WHAT TO WORK ON
Some lines in the records below may hold the word "instance"; give the number of those lines and nothing else.

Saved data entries
^^^^^^^^^^^^^^^^

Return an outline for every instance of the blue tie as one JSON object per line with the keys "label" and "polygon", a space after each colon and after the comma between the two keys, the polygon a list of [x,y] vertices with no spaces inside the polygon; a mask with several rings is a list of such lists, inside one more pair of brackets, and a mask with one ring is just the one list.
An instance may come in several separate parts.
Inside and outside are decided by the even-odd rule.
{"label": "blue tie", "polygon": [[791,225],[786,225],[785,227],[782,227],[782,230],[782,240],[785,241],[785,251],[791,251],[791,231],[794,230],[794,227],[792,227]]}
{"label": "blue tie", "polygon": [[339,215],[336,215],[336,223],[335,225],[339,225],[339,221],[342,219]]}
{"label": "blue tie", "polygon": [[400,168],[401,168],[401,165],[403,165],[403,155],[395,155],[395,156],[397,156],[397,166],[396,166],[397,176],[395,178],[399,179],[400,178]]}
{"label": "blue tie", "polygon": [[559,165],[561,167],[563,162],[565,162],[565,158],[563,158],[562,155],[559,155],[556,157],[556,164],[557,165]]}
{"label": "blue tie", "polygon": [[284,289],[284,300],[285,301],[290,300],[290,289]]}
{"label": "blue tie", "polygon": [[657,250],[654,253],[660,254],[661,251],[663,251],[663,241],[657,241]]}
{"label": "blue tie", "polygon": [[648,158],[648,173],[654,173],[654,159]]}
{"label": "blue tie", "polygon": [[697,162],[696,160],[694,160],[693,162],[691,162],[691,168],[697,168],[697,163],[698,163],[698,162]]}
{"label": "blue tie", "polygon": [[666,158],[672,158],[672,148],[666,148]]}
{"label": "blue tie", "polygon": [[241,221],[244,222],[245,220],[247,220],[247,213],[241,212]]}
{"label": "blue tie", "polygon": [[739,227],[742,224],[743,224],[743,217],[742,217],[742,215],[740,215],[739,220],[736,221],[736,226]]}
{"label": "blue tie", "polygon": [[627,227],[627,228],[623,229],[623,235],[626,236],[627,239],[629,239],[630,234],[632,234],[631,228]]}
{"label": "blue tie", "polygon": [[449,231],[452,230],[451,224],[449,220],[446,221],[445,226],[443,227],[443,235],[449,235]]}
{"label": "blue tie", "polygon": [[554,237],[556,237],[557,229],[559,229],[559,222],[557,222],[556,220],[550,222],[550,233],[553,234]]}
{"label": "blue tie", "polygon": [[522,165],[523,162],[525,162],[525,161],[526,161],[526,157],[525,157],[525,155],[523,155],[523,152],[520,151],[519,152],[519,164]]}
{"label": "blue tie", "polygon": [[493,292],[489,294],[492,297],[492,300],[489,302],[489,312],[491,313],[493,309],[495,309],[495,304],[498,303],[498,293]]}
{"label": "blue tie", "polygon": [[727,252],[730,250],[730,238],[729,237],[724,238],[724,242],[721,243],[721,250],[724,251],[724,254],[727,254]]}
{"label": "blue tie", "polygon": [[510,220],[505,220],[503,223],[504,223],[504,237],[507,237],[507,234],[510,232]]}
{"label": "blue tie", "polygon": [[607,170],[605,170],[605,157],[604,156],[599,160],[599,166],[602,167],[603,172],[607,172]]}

^^^^^^^^^^^^^^^^

YOUR RESPONSE
2